Task objective
Only the lines from the first line of the data through the line containing "box: [300, 166, 308, 180]" belong in the answer, transcribed exactly; pictures do not.

Dataset extract: Begin

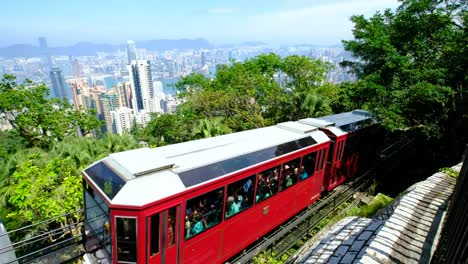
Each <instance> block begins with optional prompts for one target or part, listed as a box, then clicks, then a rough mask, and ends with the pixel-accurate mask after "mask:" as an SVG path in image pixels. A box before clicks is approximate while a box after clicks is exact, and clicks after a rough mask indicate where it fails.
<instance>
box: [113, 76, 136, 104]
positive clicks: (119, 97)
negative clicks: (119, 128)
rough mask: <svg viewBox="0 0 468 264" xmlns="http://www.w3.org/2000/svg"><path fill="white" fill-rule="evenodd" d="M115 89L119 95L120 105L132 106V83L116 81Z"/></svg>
mask: <svg viewBox="0 0 468 264" xmlns="http://www.w3.org/2000/svg"><path fill="white" fill-rule="evenodd" d="M115 90H116V92H117V94H118V95H119V101H120V106H123V107H128V108H132V100H131V99H132V85H131V84H130V82H122V83H118V84H117V85H116V87H115Z"/></svg>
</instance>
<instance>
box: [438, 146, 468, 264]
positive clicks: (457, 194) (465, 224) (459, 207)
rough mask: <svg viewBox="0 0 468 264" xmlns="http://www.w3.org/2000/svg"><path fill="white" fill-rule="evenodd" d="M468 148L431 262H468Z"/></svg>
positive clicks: (463, 161)
mask: <svg viewBox="0 0 468 264" xmlns="http://www.w3.org/2000/svg"><path fill="white" fill-rule="evenodd" d="M467 212H468V148H466V150H465V154H464V161H463V166H462V169H461V171H460V174H459V176H458V179H457V183H456V185H455V190H454V191H453V193H452V196H451V197H450V202H449V208H448V210H447V217H446V219H445V222H444V226H443V229H442V233H441V238H440V240H439V244H438V246H437V249H436V251H435V254H434V256H433V258H432V260H431V263H434V264H438V263H467V262H468V213H467Z"/></svg>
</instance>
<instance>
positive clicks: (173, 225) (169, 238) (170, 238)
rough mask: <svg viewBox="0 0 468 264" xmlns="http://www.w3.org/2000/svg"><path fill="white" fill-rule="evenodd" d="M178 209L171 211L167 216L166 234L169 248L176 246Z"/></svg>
mask: <svg viewBox="0 0 468 264" xmlns="http://www.w3.org/2000/svg"><path fill="white" fill-rule="evenodd" d="M176 212H177V211H176V208H175V207H174V208H171V209H169V214H168V215H167V232H166V238H167V239H166V241H167V247H170V246H172V245H174V244H175V236H176V234H175V220H176Z"/></svg>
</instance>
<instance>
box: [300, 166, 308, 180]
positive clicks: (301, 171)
mask: <svg viewBox="0 0 468 264" xmlns="http://www.w3.org/2000/svg"><path fill="white" fill-rule="evenodd" d="M307 177H309V175H307V172H306V171H305V170H304V166H301V180H305V179H307Z"/></svg>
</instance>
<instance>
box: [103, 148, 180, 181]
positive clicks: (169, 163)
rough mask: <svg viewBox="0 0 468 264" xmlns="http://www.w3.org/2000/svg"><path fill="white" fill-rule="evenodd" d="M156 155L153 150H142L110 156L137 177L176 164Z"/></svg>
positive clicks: (140, 149)
mask: <svg viewBox="0 0 468 264" xmlns="http://www.w3.org/2000/svg"><path fill="white" fill-rule="evenodd" d="M154 154H155V153H153V150H152V149H148V148H141V149H135V150H133V151H125V152H119V153H114V154H110V155H109V157H110V158H112V159H113V160H114V161H115V162H117V163H119V164H120V165H121V166H122V167H124V168H125V169H127V170H128V171H129V172H130V173H131V174H133V175H135V176H142V175H145V174H149V173H152V172H156V171H161V170H165V169H169V168H172V167H173V166H174V162H172V161H170V160H168V159H166V158H165V157H161V156H159V155H154Z"/></svg>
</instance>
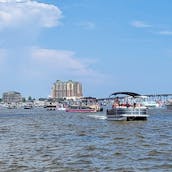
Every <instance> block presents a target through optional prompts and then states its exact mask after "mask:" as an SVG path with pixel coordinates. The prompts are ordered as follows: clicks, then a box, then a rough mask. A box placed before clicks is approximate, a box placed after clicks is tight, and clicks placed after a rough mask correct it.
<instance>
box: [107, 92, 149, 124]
mask: <svg viewBox="0 0 172 172" xmlns="http://www.w3.org/2000/svg"><path fill="white" fill-rule="evenodd" d="M117 95H125V96H123V97H120V98H119V97H118V96H117ZM112 96H115V98H114V103H113V105H112V108H111V109H107V112H106V116H107V120H114V121H121V120H125V121H136V120H147V117H148V114H147V108H146V107H145V106H143V105H142V104H141V100H142V96H141V95H140V94H137V93H132V92H115V93H113V94H112Z"/></svg>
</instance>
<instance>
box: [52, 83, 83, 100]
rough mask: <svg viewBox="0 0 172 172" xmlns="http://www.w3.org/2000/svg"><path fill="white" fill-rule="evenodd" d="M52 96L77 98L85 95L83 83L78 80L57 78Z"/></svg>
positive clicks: (66, 98)
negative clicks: (77, 80) (78, 81)
mask: <svg viewBox="0 0 172 172" xmlns="http://www.w3.org/2000/svg"><path fill="white" fill-rule="evenodd" d="M51 97H52V98H66V99H76V98H81V97H83V94H82V84H81V83H80V82H77V81H72V80H69V81H67V82H64V81H60V80H57V81H56V82H55V83H54V84H53V86H52V88H51Z"/></svg>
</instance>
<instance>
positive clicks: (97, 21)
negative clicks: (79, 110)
mask: <svg viewBox="0 0 172 172" xmlns="http://www.w3.org/2000/svg"><path fill="white" fill-rule="evenodd" d="M171 7H172V1H171V0H0V95H2V94H3V92H6V91H18V92H20V93H21V94H22V96H23V97H28V96H32V97H35V98H39V97H48V96H49V95H50V94H51V87H52V85H53V83H54V82H55V81H56V80H62V81H68V80H74V81H79V82H81V83H82V86H83V94H84V96H93V97H97V98H104V97H109V95H110V94H111V93H112V92H115V91H132V92H136V93H140V94H168V93H172V79H171V73H172V72H171V69H172V20H171V16H172V10H171Z"/></svg>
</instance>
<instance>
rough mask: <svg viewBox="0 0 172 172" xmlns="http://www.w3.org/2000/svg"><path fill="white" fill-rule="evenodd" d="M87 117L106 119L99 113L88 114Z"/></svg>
mask: <svg viewBox="0 0 172 172" xmlns="http://www.w3.org/2000/svg"><path fill="white" fill-rule="evenodd" d="M88 116H89V117H91V118H94V119H102V120H104V119H106V116H102V115H101V116H100V115H95V114H94V115H88Z"/></svg>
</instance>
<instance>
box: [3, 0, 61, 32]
mask: <svg viewBox="0 0 172 172" xmlns="http://www.w3.org/2000/svg"><path fill="white" fill-rule="evenodd" d="M0 3H1V4H0V29H3V28H6V27H17V28H18V27H22V26H23V25H30V26H32V25H33V26H34V25H37V26H39V27H53V26H57V25H59V24H60V22H59V20H60V18H61V17H62V12H61V10H60V9H59V8H58V7H56V6H54V5H50V4H45V3H40V2H37V1H31V0H0Z"/></svg>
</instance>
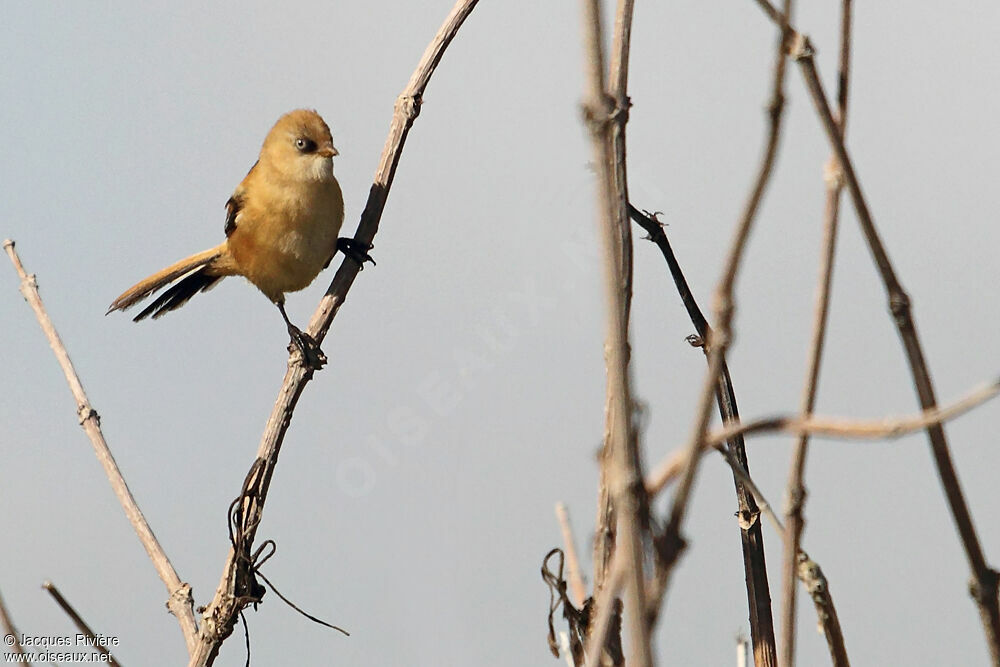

Dataset extract: End

Exercise answer
Each <instance> block begins with optional prompts for one target or part, listed as a box, then clicks, then a rough mask, and ends with the pixel-accurate mask after "mask:" as an SVG path in image pixels. A box before clicks is approximate while a box after clicks is exact, and clicks after a rough mask indicate where it fails.
<instance>
box: [113, 76, 136, 104]
positive clicks: (119, 97)
negative clicks: (119, 128)
rough mask: <svg viewBox="0 0 468 264" xmlns="http://www.w3.org/2000/svg"><path fill="white" fill-rule="evenodd" d="M115 89L119 95L120 105L132 106V83L116 81Z"/></svg>
mask: <svg viewBox="0 0 468 264" xmlns="http://www.w3.org/2000/svg"><path fill="white" fill-rule="evenodd" d="M115 90H116V92H117V94H118V95H119V101H120V106H123V107H128V108H132V100H131V99H132V85H131V84H130V82H122V83H118V84H117V85H116V87H115Z"/></svg>
</instance>
<instance>
box: [438, 146, 468, 264]
positive clicks: (457, 194) (465, 224) (459, 207)
rough mask: <svg viewBox="0 0 468 264" xmlns="http://www.w3.org/2000/svg"><path fill="white" fill-rule="evenodd" d="M468 148L431 262H468Z"/></svg>
positive clicks: (463, 161)
mask: <svg viewBox="0 0 468 264" xmlns="http://www.w3.org/2000/svg"><path fill="white" fill-rule="evenodd" d="M467 212H468V148H466V150H465V154H464V161H463V166H462V169H461V171H460V174H459V176H458V179H457V183H456V185H455V190H454V191H453V193H452V196H451V197H450V202H449V208H448V210H447V217H446V219H445V222H444V226H443V229H442V233H441V238H440V240H439V244H438V246H437V249H436V251H435V254H434V256H433V258H432V260H431V263H434V264H438V263H467V262H468V213H467Z"/></svg>
</instance>
<instance>
positive clicks: (173, 225) (169, 238) (170, 238)
rough mask: <svg viewBox="0 0 468 264" xmlns="http://www.w3.org/2000/svg"><path fill="white" fill-rule="evenodd" d="M178 209L171 211L167 216L166 234L169 248L176 246Z"/></svg>
mask: <svg viewBox="0 0 468 264" xmlns="http://www.w3.org/2000/svg"><path fill="white" fill-rule="evenodd" d="M176 212H177V211H176V208H175V207H174V208H171V209H169V214H168V215H167V232H166V238H167V239H166V241H167V247H170V246H172V245H174V244H175V236H176V234H175V220H176Z"/></svg>
</instance>
<instance>
box: [300, 166, 308, 180]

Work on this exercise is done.